### Instructions to follow
Report each line below that carries the word "shoulder".

### Image point grounding data
-*-*-

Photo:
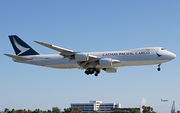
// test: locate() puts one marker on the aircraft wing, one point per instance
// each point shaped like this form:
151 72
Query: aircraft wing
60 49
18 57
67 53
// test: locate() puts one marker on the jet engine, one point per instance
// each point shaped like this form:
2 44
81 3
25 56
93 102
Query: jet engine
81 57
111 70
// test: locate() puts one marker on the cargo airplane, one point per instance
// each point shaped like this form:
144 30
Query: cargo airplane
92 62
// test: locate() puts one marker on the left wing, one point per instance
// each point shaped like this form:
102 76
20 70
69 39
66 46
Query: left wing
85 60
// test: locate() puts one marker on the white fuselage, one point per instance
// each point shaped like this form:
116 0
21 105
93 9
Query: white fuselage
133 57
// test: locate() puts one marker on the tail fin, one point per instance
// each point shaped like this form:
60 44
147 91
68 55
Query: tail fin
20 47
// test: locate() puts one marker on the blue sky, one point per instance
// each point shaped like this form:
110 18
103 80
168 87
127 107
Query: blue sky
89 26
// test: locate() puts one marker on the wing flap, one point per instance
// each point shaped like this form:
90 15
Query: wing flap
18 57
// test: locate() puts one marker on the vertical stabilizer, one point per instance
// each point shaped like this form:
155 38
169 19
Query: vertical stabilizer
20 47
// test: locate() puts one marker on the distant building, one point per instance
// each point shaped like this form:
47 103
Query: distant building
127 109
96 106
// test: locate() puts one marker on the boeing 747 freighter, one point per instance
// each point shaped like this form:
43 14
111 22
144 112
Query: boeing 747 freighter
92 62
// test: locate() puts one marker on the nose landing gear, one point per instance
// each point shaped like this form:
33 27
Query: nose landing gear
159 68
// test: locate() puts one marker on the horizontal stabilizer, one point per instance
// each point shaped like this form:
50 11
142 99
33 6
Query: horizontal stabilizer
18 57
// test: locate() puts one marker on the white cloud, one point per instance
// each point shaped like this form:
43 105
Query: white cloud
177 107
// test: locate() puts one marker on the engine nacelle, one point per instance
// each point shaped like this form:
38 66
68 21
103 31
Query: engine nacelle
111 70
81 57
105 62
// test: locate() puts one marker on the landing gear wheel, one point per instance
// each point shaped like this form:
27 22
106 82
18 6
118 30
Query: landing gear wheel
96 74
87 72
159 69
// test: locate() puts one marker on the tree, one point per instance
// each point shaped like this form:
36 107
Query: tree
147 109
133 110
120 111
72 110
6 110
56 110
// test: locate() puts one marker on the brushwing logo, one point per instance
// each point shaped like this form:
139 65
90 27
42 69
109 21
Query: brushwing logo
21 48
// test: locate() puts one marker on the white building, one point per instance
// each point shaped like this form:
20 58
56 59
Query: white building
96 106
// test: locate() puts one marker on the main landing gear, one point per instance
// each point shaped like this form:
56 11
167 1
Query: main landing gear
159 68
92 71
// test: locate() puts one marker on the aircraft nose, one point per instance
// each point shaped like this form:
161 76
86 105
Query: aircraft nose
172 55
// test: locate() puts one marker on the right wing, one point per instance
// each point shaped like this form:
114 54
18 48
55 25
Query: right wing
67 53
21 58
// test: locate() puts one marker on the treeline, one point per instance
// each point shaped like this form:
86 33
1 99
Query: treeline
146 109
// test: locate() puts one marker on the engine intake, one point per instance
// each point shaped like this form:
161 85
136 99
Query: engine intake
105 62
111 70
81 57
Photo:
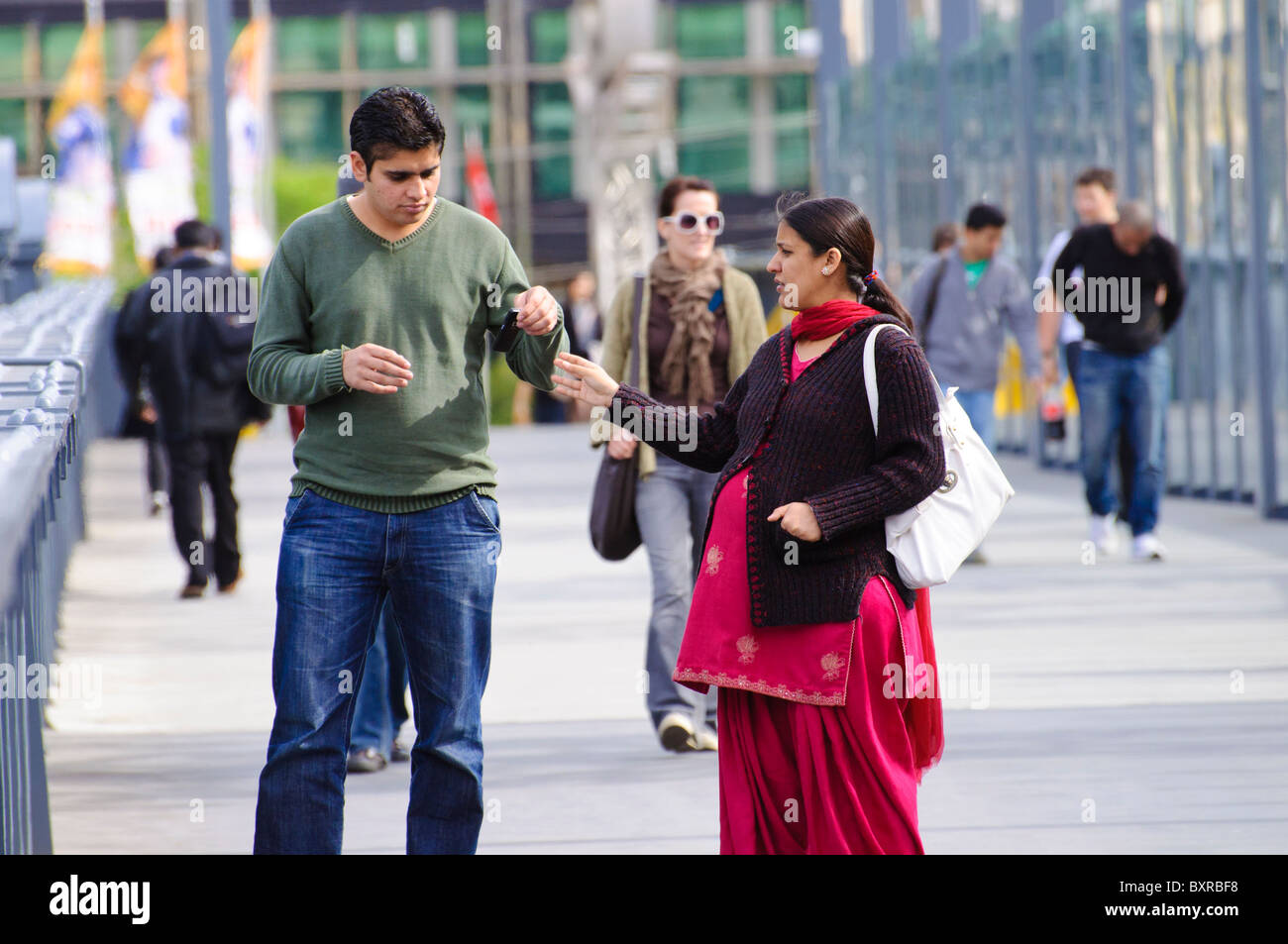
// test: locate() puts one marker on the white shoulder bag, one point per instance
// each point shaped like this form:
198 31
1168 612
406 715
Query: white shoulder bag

-*-*-

### Exercise response
// test: locate() puts one marker on the white shoulder bag, one point per instance
Query: white shoulder bag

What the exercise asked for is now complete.